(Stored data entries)
——

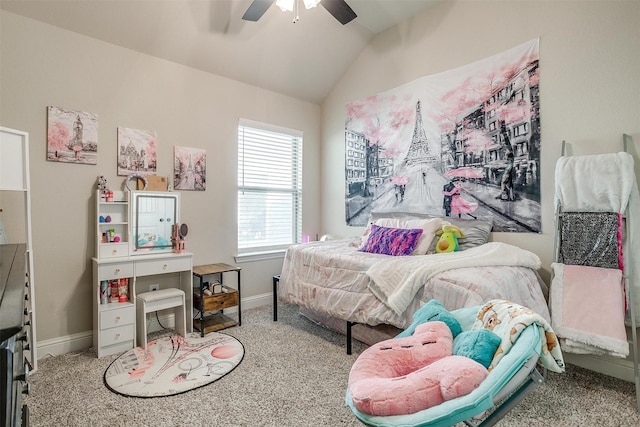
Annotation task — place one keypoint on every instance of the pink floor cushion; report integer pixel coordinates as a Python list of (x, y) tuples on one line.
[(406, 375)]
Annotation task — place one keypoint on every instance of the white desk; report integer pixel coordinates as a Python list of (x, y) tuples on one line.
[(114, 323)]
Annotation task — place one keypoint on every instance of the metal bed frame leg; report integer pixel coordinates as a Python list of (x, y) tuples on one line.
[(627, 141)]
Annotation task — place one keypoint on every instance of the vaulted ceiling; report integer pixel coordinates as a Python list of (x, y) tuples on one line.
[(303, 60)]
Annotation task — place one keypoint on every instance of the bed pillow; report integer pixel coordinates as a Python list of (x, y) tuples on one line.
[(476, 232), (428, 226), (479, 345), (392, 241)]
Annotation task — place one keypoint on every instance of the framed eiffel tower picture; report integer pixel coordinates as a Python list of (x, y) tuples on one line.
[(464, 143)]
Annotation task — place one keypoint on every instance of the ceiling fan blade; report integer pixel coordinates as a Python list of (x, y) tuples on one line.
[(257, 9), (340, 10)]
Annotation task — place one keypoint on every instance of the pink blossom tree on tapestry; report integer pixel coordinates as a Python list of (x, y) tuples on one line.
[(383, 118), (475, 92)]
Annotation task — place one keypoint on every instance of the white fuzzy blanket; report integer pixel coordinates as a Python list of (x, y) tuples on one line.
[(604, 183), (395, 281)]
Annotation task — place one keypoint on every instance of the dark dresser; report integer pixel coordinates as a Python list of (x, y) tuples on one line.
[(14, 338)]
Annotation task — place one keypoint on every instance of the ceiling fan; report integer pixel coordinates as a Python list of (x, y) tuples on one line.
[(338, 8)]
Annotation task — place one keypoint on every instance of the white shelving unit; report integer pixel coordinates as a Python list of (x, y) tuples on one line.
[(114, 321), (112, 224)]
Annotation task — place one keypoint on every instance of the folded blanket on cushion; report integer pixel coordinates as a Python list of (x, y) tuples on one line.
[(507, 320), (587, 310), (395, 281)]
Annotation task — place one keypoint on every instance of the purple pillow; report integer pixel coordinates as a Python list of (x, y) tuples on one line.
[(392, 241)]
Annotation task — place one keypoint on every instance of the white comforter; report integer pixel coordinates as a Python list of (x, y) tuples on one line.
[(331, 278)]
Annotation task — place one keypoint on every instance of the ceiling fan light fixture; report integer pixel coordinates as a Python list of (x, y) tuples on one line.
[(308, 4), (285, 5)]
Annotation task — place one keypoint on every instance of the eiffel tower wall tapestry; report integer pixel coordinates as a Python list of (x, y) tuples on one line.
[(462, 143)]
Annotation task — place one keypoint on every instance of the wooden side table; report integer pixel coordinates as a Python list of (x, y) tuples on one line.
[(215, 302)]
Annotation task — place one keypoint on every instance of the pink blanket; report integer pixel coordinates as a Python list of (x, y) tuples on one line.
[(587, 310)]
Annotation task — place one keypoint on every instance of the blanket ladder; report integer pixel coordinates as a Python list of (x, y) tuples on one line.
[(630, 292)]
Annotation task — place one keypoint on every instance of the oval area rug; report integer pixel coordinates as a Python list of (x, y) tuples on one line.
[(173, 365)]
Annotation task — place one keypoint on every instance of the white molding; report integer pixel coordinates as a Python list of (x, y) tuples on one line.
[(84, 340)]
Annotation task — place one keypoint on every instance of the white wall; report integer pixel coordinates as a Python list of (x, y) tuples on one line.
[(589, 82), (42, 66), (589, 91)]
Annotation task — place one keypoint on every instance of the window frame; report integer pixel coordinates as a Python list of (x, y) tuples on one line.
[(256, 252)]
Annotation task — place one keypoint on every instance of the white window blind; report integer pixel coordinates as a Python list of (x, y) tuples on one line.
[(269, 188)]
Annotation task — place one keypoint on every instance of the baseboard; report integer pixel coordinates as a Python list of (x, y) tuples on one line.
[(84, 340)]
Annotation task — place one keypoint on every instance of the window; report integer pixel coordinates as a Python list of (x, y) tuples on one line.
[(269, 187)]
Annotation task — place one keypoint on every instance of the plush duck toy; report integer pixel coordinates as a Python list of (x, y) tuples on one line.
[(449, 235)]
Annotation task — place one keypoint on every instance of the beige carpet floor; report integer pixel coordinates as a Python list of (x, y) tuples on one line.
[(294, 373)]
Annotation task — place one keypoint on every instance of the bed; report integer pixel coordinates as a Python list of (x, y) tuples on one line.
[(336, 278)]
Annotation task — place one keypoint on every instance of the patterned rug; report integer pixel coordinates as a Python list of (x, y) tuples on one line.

——

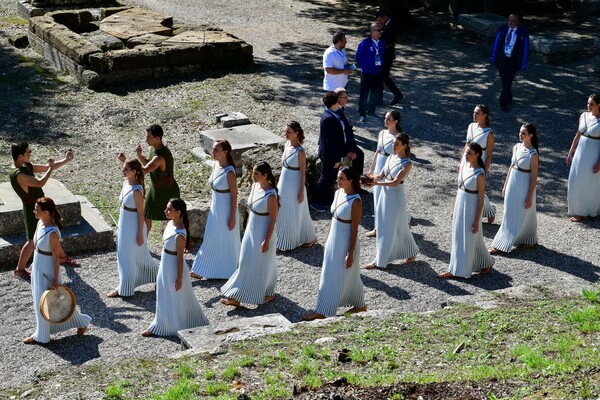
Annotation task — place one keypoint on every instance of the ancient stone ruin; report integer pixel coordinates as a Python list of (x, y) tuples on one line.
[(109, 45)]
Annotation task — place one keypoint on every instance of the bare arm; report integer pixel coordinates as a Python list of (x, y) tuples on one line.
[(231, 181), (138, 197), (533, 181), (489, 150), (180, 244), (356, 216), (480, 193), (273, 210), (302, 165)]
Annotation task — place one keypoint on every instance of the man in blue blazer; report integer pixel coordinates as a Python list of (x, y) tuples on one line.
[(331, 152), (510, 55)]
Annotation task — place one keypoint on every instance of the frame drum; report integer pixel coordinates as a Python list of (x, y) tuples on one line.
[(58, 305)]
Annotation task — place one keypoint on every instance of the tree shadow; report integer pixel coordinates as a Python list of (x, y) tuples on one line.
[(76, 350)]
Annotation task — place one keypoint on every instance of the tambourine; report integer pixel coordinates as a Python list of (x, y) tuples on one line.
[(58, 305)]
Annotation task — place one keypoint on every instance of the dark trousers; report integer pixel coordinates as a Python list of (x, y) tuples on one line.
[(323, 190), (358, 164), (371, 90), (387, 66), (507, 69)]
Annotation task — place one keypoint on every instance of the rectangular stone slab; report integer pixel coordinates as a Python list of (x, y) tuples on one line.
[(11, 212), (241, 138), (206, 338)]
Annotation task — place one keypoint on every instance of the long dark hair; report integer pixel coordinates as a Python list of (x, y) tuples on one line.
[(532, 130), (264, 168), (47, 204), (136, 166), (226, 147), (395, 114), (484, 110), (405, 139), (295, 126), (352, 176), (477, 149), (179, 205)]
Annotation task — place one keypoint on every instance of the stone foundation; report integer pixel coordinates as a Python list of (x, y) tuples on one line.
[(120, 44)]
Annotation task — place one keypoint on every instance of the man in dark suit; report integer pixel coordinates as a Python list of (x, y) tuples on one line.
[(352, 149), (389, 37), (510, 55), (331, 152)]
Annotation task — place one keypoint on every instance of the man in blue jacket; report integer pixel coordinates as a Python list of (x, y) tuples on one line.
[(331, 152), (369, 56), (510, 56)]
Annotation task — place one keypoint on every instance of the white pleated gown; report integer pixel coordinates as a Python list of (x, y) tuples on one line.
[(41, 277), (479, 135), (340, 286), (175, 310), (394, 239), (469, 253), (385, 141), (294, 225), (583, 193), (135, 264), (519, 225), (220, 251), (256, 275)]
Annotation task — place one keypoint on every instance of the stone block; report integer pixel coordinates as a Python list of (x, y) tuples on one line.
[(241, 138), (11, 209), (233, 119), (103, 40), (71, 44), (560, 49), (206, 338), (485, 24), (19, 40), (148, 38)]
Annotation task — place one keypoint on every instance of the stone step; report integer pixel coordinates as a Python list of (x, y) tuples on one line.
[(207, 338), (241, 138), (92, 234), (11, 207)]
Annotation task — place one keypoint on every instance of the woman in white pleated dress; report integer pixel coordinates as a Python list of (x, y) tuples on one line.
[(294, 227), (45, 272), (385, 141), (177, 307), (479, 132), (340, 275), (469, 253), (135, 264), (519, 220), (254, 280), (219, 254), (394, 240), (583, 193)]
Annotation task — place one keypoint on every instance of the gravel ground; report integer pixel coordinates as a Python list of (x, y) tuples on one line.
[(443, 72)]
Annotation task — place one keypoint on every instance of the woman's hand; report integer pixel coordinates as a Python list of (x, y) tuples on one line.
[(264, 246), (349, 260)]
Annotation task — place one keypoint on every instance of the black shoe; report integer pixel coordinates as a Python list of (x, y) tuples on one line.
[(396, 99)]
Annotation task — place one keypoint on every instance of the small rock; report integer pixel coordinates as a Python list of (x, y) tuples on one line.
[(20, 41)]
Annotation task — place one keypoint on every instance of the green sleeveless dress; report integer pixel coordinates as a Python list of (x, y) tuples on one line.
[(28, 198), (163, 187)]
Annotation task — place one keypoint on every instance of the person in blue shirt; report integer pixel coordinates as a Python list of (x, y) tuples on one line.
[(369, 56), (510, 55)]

——

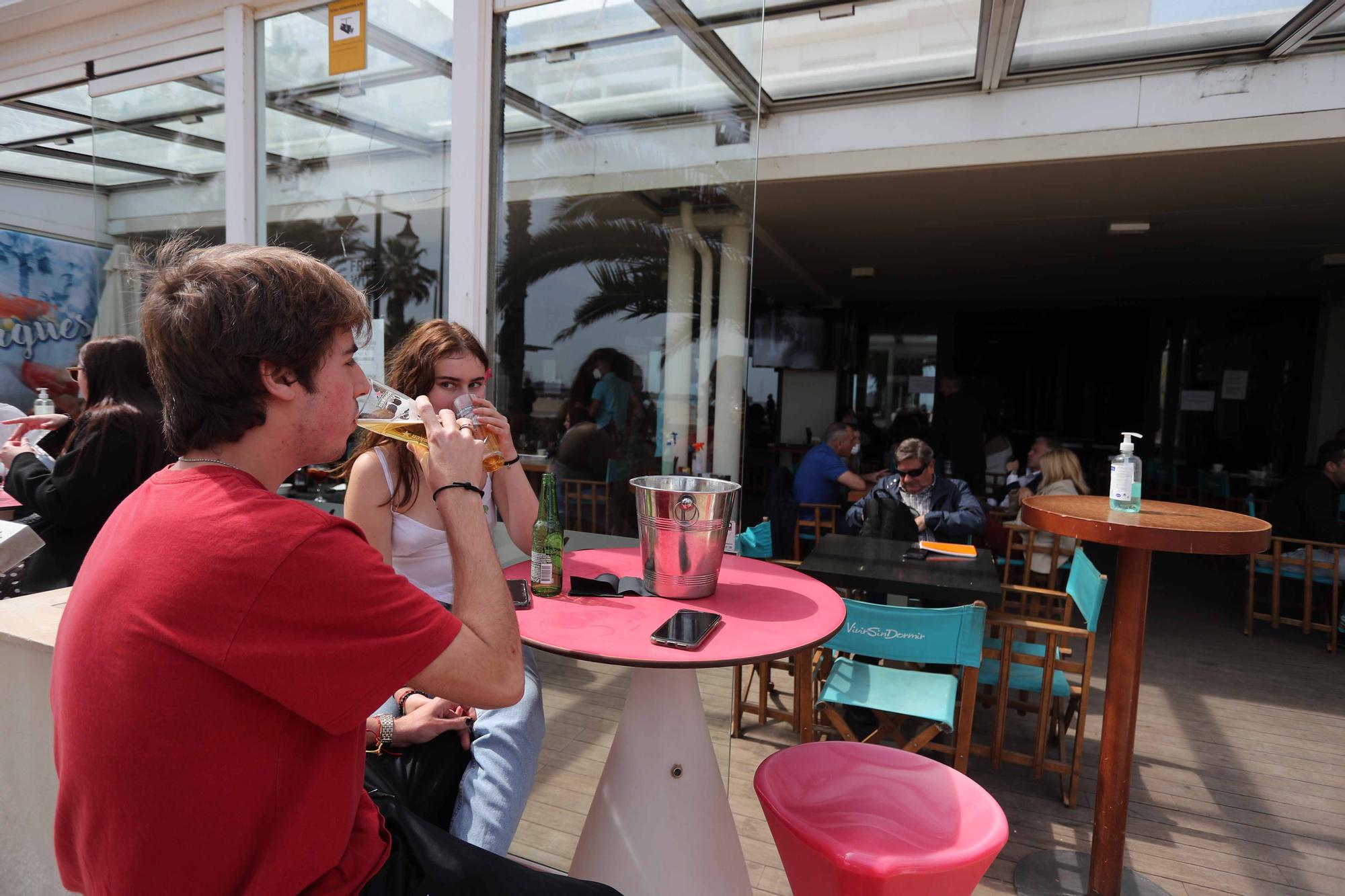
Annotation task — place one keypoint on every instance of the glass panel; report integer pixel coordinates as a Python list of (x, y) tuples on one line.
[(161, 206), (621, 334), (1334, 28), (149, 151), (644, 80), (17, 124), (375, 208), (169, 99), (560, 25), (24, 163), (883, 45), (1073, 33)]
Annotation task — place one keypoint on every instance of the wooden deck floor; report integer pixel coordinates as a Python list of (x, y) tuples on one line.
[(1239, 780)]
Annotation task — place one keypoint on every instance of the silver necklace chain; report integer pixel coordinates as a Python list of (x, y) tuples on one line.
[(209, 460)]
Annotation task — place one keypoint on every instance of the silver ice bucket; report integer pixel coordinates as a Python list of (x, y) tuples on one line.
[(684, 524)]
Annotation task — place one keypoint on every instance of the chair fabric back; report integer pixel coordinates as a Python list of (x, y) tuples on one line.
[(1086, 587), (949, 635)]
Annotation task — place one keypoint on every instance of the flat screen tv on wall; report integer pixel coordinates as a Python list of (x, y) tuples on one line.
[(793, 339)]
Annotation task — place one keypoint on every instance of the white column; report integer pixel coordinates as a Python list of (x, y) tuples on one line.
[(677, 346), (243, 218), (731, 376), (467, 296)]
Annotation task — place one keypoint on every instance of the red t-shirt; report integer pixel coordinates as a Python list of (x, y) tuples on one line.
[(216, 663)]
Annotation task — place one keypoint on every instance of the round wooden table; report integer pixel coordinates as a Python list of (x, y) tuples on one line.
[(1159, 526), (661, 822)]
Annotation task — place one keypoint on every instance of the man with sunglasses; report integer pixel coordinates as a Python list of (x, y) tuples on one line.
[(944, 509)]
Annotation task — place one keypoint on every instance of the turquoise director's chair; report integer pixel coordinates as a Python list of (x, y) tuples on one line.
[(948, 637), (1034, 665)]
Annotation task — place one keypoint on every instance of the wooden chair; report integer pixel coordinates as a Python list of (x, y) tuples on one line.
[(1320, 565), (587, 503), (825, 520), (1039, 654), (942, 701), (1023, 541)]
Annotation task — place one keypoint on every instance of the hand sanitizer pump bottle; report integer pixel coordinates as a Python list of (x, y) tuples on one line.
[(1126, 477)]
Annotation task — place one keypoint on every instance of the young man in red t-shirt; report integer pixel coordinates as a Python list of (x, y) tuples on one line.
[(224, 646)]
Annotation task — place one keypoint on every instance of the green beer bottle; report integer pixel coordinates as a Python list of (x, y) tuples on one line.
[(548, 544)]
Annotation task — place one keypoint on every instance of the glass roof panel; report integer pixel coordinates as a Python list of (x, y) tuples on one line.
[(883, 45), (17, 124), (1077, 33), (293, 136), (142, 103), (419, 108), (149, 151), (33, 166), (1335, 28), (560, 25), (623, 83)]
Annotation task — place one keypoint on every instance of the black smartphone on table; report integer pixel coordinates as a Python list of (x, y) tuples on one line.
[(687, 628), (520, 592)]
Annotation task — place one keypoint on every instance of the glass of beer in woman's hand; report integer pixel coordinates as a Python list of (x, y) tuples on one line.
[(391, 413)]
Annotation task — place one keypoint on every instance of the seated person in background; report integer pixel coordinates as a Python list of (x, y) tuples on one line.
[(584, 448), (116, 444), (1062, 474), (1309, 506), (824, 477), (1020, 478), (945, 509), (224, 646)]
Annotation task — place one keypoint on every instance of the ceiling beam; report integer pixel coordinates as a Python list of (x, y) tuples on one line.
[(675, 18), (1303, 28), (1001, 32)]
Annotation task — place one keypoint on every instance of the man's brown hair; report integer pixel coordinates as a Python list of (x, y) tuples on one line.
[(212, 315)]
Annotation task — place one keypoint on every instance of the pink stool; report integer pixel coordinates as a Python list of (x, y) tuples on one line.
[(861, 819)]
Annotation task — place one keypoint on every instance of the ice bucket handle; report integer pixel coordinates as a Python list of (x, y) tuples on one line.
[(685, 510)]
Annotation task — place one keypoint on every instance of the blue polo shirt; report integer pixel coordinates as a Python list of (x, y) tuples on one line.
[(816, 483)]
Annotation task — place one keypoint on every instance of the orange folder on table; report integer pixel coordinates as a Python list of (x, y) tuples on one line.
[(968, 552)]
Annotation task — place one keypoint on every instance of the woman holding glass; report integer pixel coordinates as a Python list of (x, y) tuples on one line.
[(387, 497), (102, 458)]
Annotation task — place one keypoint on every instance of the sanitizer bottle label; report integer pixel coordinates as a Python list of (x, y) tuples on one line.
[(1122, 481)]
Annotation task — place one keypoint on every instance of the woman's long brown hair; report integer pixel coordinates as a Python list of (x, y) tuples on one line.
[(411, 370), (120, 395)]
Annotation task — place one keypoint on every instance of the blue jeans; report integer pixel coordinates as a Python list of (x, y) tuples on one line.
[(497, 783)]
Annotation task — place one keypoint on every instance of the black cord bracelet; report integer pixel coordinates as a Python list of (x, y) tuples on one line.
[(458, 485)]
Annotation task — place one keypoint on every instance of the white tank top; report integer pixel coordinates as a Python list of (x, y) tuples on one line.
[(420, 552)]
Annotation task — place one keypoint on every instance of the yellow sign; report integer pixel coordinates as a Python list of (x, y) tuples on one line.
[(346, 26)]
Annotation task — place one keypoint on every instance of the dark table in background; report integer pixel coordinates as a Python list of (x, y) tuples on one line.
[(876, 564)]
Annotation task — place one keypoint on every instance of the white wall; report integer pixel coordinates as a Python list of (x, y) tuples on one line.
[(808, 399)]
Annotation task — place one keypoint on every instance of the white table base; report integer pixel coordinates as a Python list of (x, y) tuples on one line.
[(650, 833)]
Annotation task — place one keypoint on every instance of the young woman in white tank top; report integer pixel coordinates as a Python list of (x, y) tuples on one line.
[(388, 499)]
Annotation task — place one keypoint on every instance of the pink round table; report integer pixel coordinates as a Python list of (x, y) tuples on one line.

——

» **Task prompt**:
Please count the lines of the material that contain the string "tapestry", with upper and lower case treated as different. Reply with the number alone.

» **Problem solution**:
2